• _READING PASSAGE_:
=====

Bill Gilbreth enjoyed the best memories of his major-league career in a 17-day span beginning with his major-league debut in June of 1971.
Gilbreth threw complete games in two of his first three starts, and after four appearances he was 2-0 with a 1.85 ERA in 24 and one-third innings. For the rest of his career, he was 0-1 with a 16.50 ERA in 12 innings.
The Tigers had taken Gilbreth out of Abilene Texas Christian University in the third round of the 1969 June amateur draft. After going a combined 22-15 in his first two professional seasons, Gilbreth began the 1971 season in the Class AAA International League with the Toledo Mud Hens. He was called up in late June when the Tigers shuffled their pitching staff and sent Tom Timmerman and Bill Zepp to Toledo for Gilbreth and Chuck Seelbach..
A little more than 24 hours later, he was on the mound at Tiger Stadium with nearly 25,000 paying customers on hand for a Friday night game against the Cleveland Indians. He made quite a first impression, although walking seven in nine innings was alarming.

=====

• _DATA RECORDS_:
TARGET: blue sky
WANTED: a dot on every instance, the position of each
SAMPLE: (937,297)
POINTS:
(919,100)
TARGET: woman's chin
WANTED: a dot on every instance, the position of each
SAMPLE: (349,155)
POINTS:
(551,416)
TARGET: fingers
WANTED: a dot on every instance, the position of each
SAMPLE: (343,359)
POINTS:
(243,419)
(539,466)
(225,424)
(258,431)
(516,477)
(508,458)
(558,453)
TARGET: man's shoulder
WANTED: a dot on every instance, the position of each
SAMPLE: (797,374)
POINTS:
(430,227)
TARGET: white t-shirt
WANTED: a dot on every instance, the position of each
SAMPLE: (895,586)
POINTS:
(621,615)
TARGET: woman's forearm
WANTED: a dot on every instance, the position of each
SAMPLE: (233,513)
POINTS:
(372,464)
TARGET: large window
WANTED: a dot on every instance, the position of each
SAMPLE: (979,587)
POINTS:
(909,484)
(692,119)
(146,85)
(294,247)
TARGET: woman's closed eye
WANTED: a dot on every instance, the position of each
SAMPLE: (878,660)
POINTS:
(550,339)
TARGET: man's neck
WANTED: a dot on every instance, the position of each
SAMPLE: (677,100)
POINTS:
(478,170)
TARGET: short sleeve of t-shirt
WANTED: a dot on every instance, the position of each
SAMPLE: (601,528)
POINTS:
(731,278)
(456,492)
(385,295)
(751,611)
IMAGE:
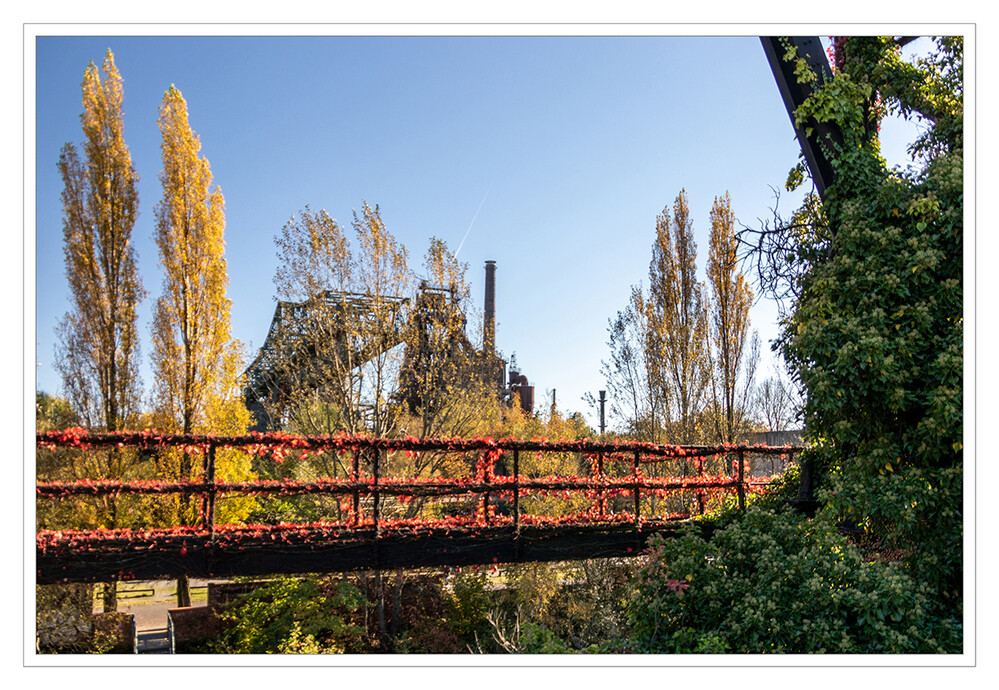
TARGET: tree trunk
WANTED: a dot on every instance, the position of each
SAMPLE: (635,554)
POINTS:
(110,597)
(383,638)
(183,592)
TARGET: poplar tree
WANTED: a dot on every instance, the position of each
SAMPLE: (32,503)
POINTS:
(677,320)
(734,350)
(97,343)
(195,362)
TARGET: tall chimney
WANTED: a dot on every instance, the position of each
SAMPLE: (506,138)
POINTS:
(489,327)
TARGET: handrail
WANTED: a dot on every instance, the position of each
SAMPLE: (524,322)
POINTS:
(485,484)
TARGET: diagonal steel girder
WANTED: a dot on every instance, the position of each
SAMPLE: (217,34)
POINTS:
(825,137)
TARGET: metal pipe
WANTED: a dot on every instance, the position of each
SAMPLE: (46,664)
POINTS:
(489,334)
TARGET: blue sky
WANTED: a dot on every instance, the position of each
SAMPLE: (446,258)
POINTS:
(562,149)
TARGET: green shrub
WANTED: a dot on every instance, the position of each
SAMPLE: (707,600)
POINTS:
(303,615)
(777,582)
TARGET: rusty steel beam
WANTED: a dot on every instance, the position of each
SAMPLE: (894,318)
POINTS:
(819,147)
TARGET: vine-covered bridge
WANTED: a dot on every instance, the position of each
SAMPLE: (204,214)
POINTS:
(498,507)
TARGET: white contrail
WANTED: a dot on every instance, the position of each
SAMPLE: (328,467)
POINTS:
(472,223)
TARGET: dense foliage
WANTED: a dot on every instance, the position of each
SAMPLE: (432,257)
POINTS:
(877,336)
(777,582)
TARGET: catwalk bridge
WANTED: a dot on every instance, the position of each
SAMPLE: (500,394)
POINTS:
(499,507)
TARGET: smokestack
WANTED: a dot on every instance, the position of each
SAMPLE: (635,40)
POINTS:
(489,334)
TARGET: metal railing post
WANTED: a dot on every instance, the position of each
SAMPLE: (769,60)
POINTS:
(516,490)
(208,498)
(634,474)
(356,477)
(374,490)
(600,491)
(741,489)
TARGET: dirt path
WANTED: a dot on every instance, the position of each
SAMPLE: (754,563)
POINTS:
(150,609)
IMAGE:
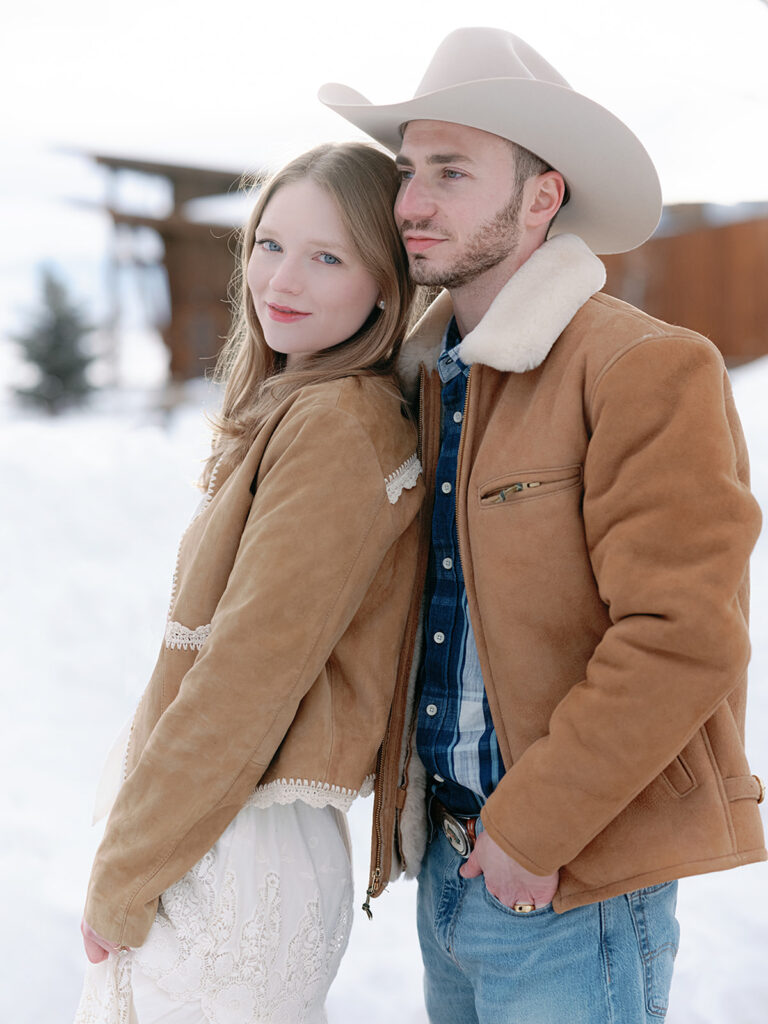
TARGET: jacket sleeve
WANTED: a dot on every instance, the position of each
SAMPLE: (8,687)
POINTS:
(317,530)
(670,524)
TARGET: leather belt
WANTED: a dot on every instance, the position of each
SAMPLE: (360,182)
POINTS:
(459,829)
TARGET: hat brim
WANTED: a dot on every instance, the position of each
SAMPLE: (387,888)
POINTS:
(615,198)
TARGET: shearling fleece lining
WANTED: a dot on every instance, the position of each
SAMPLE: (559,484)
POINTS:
(535,306)
(524,320)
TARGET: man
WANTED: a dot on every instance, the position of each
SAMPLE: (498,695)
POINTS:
(576,716)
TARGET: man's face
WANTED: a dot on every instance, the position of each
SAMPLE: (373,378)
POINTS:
(458,209)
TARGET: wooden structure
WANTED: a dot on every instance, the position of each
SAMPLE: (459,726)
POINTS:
(199,259)
(711,279)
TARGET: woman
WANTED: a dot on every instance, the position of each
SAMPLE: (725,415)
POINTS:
(221,890)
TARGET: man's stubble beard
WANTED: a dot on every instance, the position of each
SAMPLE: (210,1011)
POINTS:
(487,247)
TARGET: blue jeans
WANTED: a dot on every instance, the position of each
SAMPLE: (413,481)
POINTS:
(607,963)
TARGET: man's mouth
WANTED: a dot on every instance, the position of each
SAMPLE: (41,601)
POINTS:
(420,243)
(285,314)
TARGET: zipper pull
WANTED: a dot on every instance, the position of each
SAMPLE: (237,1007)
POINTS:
(369,893)
(514,488)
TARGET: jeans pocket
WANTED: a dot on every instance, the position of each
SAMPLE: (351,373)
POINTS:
(657,935)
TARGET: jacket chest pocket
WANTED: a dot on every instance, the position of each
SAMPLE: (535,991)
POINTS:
(525,484)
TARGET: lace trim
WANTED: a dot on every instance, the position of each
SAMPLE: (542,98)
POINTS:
(178,636)
(402,478)
(284,791)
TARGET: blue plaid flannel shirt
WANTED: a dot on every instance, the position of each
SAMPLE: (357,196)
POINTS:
(456,738)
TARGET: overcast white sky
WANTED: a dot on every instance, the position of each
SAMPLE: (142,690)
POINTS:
(233,84)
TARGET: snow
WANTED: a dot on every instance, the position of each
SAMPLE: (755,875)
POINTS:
(95,503)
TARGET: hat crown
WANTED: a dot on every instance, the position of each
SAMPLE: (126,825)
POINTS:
(477,54)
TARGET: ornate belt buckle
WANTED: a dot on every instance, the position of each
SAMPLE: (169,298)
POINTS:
(456,833)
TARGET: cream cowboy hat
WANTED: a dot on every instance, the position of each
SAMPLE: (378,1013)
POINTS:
(492,80)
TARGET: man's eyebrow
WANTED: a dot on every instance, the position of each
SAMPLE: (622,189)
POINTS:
(436,158)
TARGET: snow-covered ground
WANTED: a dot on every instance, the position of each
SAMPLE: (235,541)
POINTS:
(94,505)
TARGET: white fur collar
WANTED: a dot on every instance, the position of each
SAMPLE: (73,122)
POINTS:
(524,320)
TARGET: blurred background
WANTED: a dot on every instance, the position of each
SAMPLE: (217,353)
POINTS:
(126,132)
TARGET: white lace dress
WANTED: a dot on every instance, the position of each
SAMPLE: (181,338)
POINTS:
(252,934)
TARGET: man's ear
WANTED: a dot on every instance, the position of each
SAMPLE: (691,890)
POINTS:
(543,198)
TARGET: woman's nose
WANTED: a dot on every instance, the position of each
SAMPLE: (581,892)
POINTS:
(287,278)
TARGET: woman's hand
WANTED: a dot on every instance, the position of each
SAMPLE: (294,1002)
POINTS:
(96,948)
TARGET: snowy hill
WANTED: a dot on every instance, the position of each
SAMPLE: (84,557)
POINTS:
(94,507)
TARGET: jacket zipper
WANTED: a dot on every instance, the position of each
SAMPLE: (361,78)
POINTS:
(376,882)
(459,470)
(513,488)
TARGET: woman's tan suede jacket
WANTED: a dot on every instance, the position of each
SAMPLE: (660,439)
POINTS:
(605,524)
(281,651)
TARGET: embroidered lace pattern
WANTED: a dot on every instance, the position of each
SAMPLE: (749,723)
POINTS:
(107,992)
(286,791)
(178,636)
(252,934)
(402,478)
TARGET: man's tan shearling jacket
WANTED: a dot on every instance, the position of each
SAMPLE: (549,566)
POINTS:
(605,525)
(281,652)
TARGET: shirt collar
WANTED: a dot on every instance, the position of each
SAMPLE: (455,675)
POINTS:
(449,364)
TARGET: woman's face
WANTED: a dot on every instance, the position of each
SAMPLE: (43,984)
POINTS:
(309,289)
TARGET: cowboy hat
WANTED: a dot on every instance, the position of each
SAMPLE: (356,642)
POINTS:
(492,80)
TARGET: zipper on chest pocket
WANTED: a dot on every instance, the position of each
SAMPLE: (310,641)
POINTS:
(529,484)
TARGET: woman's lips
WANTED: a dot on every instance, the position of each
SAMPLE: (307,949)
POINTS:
(417,245)
(285,314)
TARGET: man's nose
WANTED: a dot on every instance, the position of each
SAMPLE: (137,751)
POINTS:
(415,201)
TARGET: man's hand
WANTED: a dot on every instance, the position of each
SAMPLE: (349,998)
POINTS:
(505,879)
(96,948)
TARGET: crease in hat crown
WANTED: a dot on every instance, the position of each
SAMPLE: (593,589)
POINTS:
(492,80)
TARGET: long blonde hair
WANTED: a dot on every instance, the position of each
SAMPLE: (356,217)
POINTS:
(364,182)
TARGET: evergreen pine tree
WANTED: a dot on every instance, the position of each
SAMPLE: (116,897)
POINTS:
(53,344)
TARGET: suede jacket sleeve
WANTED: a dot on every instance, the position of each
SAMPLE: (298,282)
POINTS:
(318,527)
(670,524)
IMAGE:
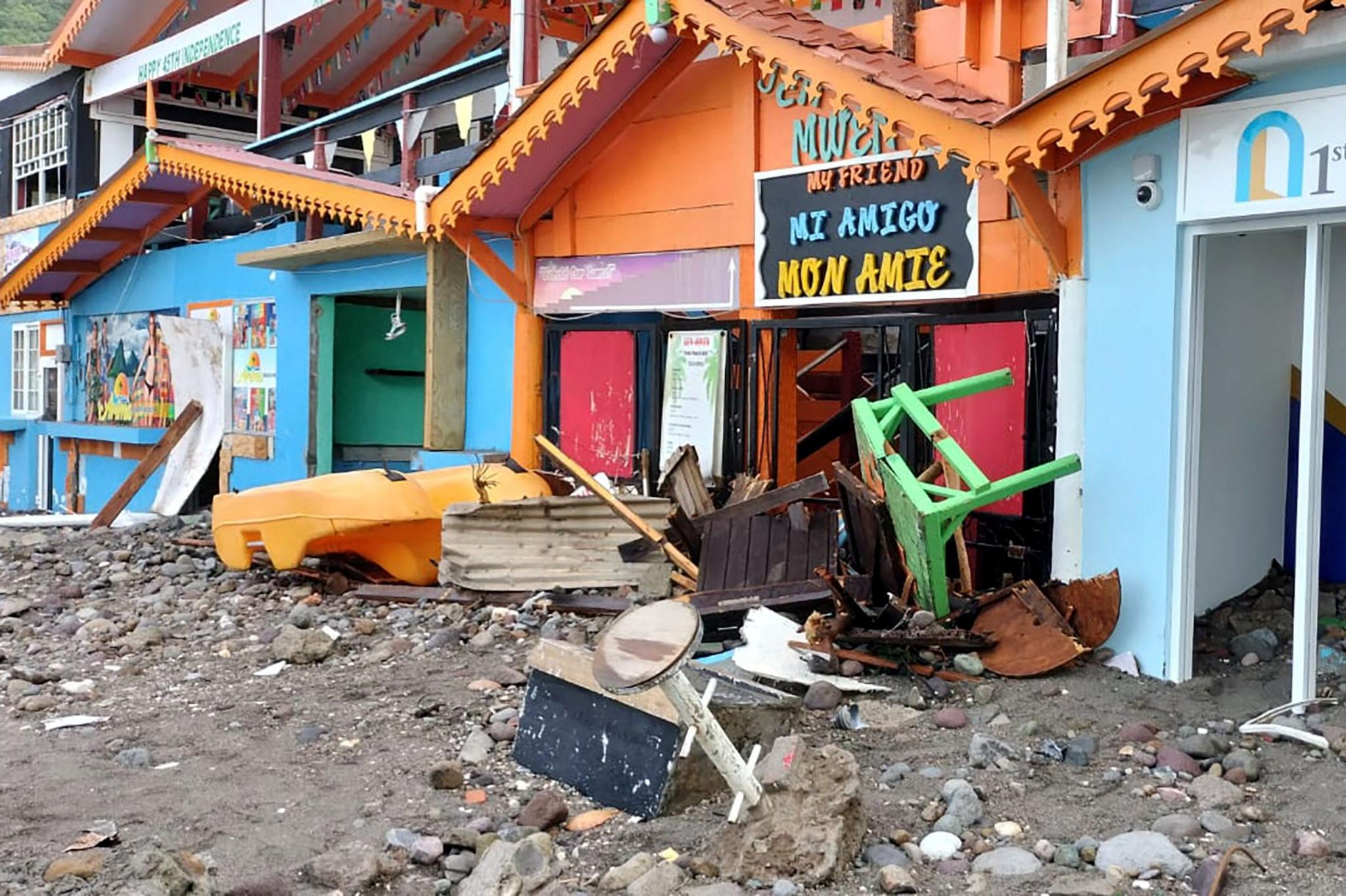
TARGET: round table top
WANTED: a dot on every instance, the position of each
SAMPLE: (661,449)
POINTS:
(647,645)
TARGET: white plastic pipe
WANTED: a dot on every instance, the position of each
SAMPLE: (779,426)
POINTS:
(1057,41)
(517,26)
(423,195)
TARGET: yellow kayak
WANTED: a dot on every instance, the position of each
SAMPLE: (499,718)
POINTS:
(392,520)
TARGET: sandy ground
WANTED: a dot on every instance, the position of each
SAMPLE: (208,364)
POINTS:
(263,774)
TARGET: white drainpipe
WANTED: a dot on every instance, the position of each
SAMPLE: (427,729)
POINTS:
(423,195)
(1057,41)
(517,16)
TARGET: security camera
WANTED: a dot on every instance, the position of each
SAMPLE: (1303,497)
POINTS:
(1148,195)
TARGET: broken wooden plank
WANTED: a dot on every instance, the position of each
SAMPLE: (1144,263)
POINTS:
(684,485)
(679,558)
(766,502)
(149,464)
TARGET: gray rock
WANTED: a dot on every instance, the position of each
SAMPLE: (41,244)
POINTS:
(962,802)
(988,752)
(1006,861)
(823,696)
(628,872)
(661,880)
(881,855)
(894,879)
(303,617)
(1243,759)
(968,663)
(475,748)
(1178,826)
(302,648)
(1139,851)
(352,868)
(1202,746)
(525,866)
(133,758)
(1067,856)
(426,851)
(1260,640)
(1216,793)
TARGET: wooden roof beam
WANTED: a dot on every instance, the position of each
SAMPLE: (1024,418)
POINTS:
(670,68)
(425,23)
(330,49)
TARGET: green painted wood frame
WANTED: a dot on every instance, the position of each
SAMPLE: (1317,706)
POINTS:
(927,516)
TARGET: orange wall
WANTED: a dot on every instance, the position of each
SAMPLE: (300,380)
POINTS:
(682,178)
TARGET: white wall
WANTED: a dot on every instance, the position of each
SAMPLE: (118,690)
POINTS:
(1251,338)
(12,82)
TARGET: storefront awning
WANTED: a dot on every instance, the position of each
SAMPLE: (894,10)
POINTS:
(136,204)
(621,66)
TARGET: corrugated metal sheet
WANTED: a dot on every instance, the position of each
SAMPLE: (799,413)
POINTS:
(544,543)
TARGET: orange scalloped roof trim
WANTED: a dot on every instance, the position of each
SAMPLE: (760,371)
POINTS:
(1201,42)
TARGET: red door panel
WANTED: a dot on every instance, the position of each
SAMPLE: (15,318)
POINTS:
(598,400)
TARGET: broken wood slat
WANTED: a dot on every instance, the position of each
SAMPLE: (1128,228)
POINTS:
(815,485)
(684,485)
(745,487)
(859,656)
(874,548)
(579,604)
(766,550)
(679,558)
(149,464)
(944,638)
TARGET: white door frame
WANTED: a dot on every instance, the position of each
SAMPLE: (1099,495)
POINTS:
(1188,416)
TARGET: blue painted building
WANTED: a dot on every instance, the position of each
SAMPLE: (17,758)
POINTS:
(1205,309)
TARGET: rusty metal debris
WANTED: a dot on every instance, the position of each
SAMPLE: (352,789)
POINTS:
(1030,634)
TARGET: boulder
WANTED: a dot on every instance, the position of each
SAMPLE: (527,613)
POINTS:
(1139,851)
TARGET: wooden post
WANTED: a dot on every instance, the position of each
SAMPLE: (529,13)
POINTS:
(314,227)
(446,347)
(411,148)
(269,76)
(147,466)
(1309,487)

=====

Reproduce the full passage about Bill Gilbreth's early major-league career, word for word.

Bill Gilbreth enjoyed the best memories of his major-league career in a 17-day span beginning with his major-league debut in June of 1971.
Gilbreth threw complete games in two of his first three starts, and after four appearances he was 2-0 with a 1.85 ERA in 24 and one-third innings. For the rest of his career, he was 0-1 with a 16.50 ERA in 12 innings.
The Tigers had taken Gilbreth out of Abilene Texas Christian University in the third round of the 1969 June amateur draft. After going a combined 22-15 in his first two professional seasons, Gilbreth began the 1971 season in the Class AAA International League with the Toledo Mud Hens. He was called up in late June when the Tigers shuffled their pitching staff and sent Tom Timmerman and Bill Zepp to Toledo for Gilbreth and Chuck Seelbach..
A little more than 24 hours later, he was on the mound at Tiger Stadium with nearly 25,000 paying customers on hand for a Friday night game against the Cleveland Indians. He made quite a first impression, although walking seven in nine innings was alarming.